# start of Data supplied

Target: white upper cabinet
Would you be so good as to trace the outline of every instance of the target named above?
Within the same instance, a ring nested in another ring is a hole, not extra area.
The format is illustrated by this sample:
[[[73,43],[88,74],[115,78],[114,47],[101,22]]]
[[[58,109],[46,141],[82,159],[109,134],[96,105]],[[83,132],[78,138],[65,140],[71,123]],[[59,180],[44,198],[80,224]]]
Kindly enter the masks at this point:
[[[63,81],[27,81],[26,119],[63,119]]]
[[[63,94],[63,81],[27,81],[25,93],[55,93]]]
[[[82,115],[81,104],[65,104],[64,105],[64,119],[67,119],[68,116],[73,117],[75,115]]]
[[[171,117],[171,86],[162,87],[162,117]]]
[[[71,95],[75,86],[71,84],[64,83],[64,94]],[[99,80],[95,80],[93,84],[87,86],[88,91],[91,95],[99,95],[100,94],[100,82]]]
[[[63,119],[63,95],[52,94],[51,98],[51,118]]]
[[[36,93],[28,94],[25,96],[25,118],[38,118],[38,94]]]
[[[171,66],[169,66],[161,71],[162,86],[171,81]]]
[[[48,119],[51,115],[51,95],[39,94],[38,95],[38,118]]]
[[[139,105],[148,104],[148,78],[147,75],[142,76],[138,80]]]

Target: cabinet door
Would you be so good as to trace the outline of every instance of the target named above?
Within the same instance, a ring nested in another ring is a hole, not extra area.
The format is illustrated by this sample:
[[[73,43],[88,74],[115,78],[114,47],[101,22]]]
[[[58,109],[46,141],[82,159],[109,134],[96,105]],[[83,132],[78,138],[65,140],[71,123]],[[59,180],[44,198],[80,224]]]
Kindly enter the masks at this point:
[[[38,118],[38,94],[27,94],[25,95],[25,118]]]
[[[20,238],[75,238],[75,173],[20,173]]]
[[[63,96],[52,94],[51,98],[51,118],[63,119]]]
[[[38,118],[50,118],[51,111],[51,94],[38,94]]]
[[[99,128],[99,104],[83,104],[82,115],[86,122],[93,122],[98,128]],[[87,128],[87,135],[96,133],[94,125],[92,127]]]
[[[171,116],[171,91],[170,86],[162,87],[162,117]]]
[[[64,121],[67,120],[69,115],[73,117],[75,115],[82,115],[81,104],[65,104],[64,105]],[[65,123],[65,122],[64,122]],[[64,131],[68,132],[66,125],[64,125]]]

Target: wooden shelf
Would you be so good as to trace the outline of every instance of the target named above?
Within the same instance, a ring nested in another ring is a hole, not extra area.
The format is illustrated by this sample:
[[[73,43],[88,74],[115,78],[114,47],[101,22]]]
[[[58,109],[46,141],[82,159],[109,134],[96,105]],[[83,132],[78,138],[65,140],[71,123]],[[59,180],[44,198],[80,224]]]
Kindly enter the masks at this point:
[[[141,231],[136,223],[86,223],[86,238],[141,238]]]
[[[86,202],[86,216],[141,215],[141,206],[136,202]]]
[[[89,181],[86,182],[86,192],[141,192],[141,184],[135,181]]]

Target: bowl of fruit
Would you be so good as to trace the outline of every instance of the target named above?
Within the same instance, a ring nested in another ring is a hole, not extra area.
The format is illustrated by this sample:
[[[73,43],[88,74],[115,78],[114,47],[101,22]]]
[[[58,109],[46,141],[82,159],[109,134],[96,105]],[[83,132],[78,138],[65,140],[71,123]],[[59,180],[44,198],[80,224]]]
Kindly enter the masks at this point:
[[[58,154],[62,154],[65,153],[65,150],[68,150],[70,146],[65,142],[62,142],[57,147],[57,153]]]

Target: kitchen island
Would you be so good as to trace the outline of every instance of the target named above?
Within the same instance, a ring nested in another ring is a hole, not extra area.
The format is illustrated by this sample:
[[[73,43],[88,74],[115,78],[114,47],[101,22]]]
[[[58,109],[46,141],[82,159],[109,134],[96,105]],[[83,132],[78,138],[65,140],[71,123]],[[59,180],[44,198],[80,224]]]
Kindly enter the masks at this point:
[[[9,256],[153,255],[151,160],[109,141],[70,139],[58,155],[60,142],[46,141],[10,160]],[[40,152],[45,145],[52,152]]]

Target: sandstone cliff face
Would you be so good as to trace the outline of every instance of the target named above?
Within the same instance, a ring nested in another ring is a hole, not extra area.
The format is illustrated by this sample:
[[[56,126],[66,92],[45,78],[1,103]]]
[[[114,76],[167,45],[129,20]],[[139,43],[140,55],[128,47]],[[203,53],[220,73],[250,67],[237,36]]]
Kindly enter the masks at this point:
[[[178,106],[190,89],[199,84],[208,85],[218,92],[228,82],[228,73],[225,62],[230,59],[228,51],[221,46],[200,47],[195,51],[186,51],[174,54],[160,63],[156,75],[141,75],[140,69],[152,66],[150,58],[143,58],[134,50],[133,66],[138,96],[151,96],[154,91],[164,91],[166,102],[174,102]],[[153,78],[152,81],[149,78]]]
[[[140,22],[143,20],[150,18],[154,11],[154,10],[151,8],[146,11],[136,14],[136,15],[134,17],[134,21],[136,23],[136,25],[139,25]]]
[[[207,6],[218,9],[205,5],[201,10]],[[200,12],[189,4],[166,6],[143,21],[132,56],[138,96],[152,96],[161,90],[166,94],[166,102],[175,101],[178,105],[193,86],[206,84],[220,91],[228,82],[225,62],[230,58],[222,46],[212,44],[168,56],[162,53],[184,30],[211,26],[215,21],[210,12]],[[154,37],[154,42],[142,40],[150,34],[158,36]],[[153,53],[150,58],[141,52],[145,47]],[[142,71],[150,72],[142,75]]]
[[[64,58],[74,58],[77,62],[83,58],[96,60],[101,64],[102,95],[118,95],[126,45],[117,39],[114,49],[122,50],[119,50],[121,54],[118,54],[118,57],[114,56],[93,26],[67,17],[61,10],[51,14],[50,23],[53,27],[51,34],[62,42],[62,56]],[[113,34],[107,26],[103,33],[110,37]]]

# end of Data supplied
# start of Data supplied

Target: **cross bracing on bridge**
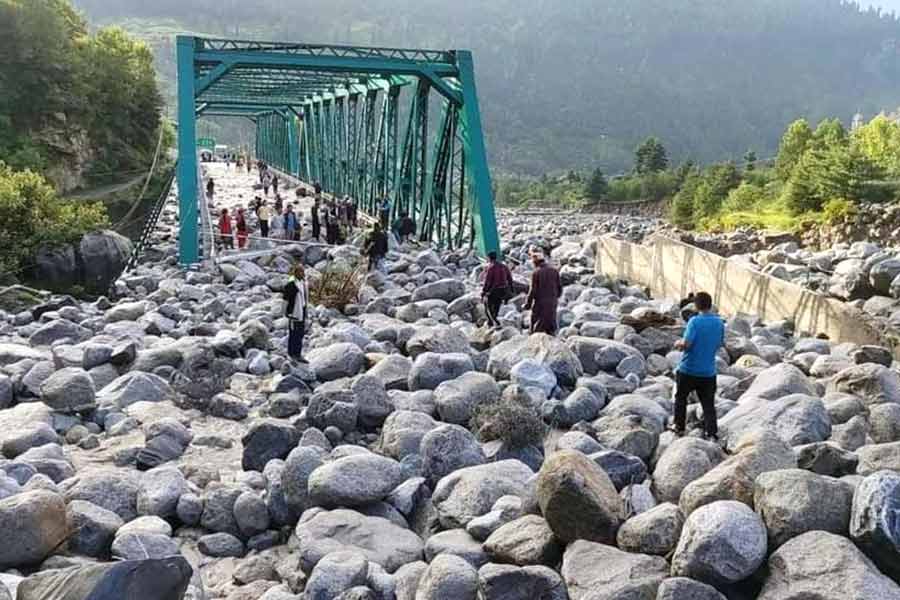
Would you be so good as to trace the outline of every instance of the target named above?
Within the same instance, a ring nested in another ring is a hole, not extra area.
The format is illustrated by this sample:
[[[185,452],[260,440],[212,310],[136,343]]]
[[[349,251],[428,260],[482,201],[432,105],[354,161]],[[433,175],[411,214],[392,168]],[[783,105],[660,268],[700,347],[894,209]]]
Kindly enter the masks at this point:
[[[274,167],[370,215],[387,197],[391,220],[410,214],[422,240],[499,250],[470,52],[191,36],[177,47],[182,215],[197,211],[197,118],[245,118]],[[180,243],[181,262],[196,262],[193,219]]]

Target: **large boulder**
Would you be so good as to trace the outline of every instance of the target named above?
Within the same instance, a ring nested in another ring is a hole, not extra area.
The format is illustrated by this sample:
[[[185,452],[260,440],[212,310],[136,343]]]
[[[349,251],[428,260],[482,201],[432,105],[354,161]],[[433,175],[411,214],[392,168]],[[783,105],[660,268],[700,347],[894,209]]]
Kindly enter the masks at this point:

# end of Data supplied

Set exercise ▸ Reproduce the material starting at the line containing "Target: cabinet door" and ending at the line containing "[[[171,116],[171,91],[170,86],[162,87],[162,117]]]", swapping "trace" for "mark" and leaving everything else unchanged.

Finished exercise ▸
Target: cabinet door
Would you be so good as to mark the outline of every instance of the target named above?
Within the same instance, a ring nested in another ring is a hole, not extra area.
The format is illustrated by this sample:
[[[73,43],[88,74],[115,78],[114,47],[101,22]]]
[[[58,109],[46,141],[82,159],[109,134],[96,105]],[[83,132],[78,138],[65,140],[71,123]],[[59,180],[44,198],[80,224]]]
Kindly enter the masks at this point:
[[[38,118],[38,94],[27,94],[25,95],[25,118]]]
[[[20,238],[75,238],[75,173],[20,173]]]
[[[63,96],[52,94],[51,98],[51,118],[63,119]]]
[[[38,118],[50,118],[51,111],[51,94],[38,94]]]
[[[99,128],[99,104],[83,104],[82,115],[86,122],[93,122],[98,128]],[[87,128],[87,135],[96,133],[94,125],[92,127]]]
[[[171,116],[171,91],[170,86],[162,87],[162,117]]]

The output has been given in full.